** Opening Record excerpts block **
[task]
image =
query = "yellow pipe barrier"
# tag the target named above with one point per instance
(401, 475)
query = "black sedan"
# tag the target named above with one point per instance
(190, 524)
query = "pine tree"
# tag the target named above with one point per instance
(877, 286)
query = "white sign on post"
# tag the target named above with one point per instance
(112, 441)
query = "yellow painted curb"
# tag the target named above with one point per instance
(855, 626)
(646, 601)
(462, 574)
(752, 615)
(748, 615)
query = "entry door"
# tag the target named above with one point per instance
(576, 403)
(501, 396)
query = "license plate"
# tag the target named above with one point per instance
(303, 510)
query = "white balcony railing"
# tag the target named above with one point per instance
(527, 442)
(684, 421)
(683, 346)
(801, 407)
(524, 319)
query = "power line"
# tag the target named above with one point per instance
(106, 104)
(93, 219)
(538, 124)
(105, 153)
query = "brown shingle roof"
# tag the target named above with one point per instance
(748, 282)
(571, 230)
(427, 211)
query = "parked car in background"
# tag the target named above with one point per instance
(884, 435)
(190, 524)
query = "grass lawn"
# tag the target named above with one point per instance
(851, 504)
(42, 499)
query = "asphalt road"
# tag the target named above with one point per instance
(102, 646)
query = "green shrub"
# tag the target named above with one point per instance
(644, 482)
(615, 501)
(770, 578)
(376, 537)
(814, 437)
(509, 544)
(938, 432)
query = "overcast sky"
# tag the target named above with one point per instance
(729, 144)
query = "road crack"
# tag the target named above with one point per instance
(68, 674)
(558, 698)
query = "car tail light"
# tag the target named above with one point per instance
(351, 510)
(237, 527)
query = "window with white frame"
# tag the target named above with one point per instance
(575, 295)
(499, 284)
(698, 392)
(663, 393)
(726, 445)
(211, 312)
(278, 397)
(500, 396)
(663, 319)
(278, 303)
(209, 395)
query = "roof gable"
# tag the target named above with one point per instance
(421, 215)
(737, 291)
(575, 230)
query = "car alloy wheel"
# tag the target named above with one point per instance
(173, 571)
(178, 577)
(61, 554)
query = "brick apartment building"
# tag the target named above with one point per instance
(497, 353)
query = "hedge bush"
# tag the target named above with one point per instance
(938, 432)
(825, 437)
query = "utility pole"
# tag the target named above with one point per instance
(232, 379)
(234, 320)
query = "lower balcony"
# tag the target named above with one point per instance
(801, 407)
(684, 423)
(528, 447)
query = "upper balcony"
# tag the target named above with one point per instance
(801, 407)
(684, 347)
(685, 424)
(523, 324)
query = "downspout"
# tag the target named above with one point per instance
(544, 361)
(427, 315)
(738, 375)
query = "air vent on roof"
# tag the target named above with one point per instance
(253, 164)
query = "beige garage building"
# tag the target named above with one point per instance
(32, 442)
** Closing Record excerpts block **
** Opening Record excerpts block **
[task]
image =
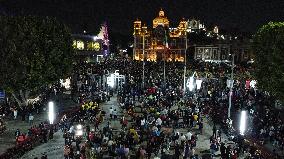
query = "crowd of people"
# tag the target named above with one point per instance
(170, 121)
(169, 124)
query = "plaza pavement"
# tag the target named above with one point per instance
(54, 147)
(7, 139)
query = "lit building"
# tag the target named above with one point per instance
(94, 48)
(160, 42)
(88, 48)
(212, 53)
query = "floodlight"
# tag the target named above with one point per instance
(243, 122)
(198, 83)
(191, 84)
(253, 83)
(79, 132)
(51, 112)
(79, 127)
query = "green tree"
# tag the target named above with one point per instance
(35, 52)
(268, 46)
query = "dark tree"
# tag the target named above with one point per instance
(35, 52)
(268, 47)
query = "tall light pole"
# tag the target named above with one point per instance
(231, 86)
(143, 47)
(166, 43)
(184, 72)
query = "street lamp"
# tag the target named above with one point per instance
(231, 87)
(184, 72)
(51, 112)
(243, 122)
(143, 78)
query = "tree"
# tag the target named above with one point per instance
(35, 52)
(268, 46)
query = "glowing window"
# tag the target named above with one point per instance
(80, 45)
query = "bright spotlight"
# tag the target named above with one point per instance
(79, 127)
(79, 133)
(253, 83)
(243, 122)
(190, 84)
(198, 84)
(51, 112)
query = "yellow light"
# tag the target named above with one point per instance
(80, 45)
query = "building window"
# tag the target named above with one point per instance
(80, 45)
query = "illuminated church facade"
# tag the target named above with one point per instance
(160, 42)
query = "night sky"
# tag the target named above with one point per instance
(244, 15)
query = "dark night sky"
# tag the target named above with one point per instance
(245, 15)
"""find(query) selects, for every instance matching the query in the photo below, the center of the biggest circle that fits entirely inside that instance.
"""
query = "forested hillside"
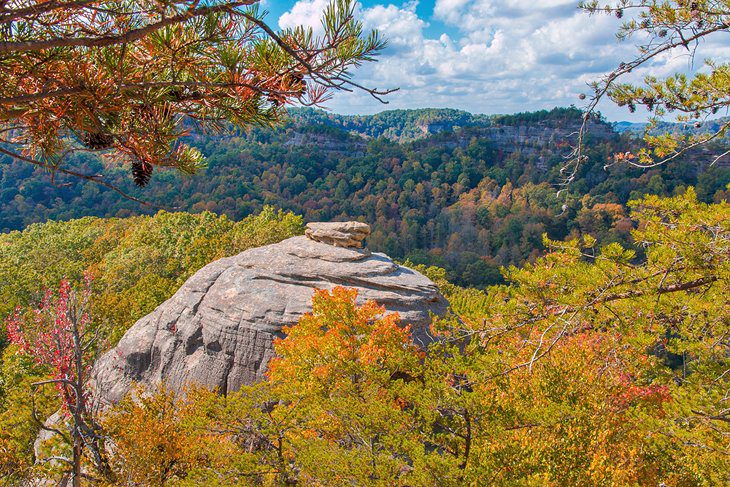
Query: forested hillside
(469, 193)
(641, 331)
** Closing Record excerpts block **
** Opening Record excerpts block **
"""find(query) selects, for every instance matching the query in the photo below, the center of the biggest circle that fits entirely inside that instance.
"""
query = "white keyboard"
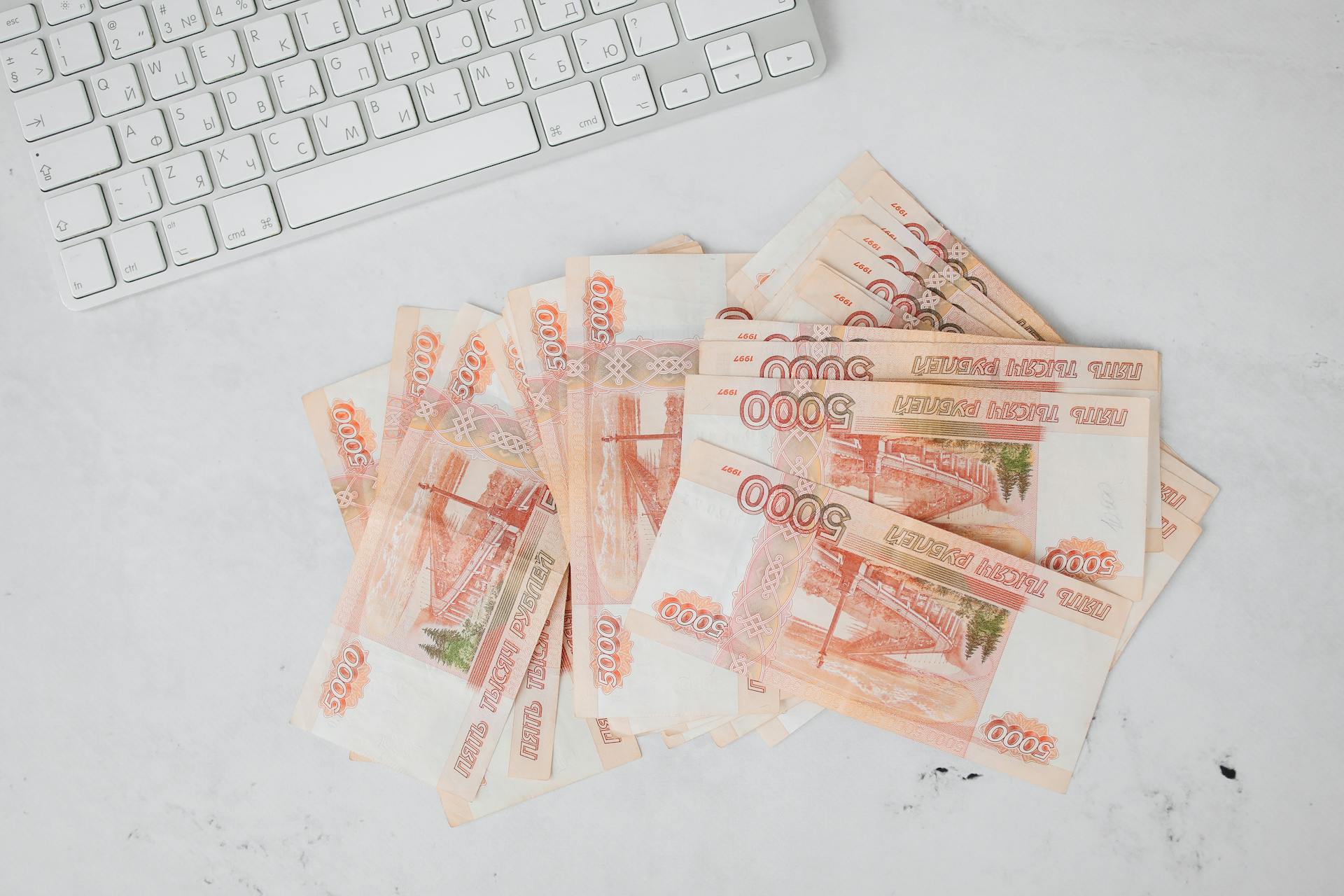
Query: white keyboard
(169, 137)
** Closing Record excerpts block **
Select from the material above each line in which the string "night" appears, and list those lines.

query = "night sky"
query = "dark night sky"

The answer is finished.